作業指示 =
「green foam leaf」を含む行から「(1152, 712)」を含む行まで(両端の行も含む)のデータを書き直してください。その際、「grass pitch」を「grass field」に入れ替え、ほかの部分は一切変えないでください。

利用可能なデータ =
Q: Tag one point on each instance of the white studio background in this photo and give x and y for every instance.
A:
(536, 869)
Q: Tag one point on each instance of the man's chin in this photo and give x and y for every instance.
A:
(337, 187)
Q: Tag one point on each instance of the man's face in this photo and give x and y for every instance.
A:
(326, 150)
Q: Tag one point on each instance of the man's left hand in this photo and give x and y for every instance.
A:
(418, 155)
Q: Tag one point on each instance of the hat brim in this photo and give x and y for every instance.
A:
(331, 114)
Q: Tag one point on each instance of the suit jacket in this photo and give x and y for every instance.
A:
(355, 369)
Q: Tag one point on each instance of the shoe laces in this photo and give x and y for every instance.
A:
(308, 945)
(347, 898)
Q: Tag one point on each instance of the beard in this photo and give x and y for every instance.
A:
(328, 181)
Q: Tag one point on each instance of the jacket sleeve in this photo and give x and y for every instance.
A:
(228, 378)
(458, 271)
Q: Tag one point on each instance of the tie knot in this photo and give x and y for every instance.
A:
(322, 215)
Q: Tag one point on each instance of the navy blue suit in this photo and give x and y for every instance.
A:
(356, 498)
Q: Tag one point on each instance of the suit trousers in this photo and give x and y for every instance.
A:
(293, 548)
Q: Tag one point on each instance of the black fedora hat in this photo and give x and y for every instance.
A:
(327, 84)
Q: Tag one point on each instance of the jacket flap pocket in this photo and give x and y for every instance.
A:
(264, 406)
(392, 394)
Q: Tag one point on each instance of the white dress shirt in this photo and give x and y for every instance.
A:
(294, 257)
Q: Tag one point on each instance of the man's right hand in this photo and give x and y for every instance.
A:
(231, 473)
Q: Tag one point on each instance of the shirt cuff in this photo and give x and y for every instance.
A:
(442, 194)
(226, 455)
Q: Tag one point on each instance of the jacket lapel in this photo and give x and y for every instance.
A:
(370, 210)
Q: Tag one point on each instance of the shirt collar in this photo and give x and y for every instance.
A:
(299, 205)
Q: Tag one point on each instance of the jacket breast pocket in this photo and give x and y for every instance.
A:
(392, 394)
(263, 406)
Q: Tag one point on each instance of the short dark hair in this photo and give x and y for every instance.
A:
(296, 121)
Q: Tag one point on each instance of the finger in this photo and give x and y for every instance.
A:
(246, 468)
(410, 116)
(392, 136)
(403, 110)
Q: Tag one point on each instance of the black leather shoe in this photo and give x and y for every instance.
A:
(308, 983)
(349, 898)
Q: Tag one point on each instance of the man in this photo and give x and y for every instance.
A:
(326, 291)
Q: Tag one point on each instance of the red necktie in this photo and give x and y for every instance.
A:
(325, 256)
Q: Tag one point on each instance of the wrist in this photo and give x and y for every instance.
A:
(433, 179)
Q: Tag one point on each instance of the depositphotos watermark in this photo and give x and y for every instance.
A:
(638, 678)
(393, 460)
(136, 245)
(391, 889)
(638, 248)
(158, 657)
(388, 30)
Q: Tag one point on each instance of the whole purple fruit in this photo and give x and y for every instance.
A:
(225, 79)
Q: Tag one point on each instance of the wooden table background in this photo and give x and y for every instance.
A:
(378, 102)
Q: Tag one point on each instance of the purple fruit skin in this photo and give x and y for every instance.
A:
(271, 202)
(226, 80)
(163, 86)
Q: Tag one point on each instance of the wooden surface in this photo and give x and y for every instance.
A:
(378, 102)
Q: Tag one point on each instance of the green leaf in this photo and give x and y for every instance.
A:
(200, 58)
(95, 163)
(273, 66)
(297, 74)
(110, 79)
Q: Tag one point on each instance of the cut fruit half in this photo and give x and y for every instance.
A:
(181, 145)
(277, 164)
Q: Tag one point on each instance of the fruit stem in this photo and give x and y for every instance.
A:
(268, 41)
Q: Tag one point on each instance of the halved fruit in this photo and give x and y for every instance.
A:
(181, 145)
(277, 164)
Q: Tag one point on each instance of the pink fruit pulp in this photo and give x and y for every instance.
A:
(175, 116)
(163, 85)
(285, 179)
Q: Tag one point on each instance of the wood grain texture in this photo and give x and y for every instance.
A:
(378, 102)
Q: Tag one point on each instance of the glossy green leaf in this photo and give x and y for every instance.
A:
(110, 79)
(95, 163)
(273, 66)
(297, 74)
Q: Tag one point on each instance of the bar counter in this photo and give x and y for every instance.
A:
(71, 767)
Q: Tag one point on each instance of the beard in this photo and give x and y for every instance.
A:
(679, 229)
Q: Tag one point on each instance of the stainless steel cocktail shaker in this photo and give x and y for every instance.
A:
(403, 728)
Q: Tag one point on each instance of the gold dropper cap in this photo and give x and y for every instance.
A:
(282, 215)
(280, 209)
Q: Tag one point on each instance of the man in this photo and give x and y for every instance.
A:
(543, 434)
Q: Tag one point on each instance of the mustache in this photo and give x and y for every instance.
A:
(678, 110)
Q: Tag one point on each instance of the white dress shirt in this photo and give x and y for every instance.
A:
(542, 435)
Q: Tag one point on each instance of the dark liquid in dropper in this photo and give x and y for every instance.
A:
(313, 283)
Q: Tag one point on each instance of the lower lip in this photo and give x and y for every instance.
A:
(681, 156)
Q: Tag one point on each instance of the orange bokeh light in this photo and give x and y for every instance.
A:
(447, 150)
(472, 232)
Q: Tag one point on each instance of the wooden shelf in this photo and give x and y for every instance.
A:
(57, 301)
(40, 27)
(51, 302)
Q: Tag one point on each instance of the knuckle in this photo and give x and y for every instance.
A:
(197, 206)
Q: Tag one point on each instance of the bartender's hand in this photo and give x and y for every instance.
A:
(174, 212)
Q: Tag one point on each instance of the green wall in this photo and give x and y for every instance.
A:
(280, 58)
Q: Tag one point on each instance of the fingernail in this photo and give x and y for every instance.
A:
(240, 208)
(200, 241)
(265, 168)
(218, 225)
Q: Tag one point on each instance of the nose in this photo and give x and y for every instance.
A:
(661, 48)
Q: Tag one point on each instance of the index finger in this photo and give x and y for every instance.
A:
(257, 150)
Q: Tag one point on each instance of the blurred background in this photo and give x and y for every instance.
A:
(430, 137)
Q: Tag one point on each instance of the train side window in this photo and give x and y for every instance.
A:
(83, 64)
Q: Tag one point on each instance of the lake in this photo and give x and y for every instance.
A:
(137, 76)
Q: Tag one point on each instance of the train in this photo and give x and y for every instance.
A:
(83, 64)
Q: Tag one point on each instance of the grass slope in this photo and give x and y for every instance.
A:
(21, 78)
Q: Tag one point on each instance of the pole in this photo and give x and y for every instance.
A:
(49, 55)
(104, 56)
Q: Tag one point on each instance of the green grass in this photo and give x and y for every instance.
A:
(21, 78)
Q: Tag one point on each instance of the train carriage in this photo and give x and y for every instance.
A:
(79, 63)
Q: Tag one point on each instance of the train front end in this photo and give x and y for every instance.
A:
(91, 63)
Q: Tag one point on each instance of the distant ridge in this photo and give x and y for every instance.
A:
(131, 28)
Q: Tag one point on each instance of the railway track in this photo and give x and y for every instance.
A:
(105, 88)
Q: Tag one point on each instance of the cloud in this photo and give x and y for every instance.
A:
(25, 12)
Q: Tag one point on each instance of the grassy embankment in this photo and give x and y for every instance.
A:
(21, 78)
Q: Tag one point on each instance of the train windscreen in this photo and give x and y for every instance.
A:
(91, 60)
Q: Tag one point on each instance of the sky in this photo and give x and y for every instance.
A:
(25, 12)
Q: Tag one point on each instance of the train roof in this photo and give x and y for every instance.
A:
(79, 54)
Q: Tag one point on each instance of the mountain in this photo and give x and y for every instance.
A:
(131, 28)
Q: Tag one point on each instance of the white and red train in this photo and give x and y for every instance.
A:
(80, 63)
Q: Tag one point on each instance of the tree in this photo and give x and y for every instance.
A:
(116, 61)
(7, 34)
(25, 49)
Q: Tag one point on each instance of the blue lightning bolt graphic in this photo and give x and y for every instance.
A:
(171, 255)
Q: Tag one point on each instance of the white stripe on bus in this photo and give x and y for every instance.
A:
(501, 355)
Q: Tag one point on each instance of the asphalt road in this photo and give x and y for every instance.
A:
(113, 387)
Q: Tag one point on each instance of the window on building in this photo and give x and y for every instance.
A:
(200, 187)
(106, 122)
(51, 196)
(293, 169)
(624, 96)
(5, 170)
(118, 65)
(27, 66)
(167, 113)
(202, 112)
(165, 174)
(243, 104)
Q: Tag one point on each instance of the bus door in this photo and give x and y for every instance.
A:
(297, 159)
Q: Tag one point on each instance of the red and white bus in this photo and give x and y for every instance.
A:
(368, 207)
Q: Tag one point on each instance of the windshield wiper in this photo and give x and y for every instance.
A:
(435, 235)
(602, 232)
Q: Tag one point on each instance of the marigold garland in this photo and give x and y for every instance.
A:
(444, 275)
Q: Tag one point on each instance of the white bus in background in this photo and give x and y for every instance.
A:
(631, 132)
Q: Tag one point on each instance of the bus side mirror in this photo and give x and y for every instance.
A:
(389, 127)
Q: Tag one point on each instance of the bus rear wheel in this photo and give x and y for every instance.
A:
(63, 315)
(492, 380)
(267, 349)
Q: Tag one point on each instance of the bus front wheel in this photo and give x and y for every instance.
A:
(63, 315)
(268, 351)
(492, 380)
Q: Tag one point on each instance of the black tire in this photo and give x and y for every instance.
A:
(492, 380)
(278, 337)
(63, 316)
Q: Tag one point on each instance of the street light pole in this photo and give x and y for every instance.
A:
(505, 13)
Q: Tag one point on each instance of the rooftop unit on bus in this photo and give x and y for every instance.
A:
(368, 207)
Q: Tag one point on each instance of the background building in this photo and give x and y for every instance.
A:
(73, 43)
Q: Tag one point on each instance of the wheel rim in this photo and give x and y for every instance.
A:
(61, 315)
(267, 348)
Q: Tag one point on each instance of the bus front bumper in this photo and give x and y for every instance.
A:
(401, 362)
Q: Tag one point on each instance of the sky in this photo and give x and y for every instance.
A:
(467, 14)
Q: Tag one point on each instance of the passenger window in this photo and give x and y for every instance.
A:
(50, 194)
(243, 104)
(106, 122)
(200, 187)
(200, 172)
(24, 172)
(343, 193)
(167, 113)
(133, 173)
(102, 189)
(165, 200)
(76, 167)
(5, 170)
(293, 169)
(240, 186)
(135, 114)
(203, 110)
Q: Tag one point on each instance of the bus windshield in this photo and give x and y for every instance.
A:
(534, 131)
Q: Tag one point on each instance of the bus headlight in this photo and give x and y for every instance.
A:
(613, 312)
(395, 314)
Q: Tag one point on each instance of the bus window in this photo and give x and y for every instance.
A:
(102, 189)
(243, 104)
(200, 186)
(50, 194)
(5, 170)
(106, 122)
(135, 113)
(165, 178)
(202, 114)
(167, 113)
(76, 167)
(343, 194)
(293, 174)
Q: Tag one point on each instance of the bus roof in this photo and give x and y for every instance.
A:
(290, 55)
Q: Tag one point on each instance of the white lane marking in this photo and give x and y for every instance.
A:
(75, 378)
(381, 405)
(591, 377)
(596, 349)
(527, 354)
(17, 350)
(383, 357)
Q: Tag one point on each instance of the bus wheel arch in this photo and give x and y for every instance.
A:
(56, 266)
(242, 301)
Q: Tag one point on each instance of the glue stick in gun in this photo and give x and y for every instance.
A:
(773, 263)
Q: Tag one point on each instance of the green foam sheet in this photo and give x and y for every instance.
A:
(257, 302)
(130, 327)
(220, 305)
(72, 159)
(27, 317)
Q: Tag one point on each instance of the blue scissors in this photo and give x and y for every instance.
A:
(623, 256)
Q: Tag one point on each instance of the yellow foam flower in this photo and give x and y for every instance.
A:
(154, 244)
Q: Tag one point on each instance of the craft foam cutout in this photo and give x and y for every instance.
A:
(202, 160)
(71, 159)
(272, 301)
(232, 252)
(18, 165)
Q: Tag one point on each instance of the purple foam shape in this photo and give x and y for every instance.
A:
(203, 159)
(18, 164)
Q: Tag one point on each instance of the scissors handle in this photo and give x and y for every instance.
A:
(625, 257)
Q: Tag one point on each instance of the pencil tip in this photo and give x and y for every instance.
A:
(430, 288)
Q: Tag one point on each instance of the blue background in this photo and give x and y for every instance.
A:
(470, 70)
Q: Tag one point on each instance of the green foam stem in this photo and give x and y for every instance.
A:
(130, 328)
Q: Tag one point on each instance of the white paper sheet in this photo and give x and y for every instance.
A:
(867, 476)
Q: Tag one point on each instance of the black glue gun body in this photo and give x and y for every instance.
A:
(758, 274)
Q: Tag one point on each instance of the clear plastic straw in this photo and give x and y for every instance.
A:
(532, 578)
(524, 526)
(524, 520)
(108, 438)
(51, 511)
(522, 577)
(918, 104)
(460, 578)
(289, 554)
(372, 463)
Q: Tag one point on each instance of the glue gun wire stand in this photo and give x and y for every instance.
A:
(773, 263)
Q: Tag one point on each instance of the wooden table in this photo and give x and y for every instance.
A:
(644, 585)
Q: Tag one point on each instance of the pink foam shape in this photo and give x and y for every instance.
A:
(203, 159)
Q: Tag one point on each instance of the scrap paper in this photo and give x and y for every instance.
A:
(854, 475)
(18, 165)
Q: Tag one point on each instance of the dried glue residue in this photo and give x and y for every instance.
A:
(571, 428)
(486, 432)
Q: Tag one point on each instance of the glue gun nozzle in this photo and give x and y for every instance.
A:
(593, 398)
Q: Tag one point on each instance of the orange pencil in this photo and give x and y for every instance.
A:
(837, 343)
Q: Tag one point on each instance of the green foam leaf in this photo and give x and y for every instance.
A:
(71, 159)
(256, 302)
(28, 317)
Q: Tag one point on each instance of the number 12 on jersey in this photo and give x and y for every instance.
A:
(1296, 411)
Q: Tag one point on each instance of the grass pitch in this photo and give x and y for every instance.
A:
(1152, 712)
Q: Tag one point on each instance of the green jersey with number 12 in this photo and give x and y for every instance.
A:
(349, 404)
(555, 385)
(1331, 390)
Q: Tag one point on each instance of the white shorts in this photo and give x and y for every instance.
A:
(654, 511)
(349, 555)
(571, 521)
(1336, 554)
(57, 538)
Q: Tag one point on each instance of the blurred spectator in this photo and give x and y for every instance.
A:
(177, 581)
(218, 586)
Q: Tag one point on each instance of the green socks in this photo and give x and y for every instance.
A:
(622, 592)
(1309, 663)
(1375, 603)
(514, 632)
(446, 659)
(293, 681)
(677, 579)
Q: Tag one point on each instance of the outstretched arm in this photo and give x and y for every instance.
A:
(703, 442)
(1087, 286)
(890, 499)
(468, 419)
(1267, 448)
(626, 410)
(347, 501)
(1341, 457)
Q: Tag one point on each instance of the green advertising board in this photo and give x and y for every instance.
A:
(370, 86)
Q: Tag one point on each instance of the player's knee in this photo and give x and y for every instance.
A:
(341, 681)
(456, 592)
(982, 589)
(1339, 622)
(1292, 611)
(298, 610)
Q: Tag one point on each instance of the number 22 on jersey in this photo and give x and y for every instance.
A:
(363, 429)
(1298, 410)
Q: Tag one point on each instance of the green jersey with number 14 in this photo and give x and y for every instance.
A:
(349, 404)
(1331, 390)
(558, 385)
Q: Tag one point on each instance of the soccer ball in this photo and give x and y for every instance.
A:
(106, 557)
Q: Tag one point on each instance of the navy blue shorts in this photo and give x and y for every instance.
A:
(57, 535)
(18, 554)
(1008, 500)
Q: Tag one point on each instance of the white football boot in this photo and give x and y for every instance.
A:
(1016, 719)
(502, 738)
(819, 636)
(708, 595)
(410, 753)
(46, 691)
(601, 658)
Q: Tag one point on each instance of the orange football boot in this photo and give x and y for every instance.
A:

作業結果 =
Q: Tag one point on each instance of the green foam leaf in this photo and give x and y for every instance.
A:
(71, 159)
(256, 302)
(28, 317)
Q: Tag one point on each instance of the number 12 on jersey in this photo and give x and y for every instance.
A:
(1296, 411)
Q: Tag one point on each instance of the grass field in this photo and give x and y for every instance.
A:
(1152, 712)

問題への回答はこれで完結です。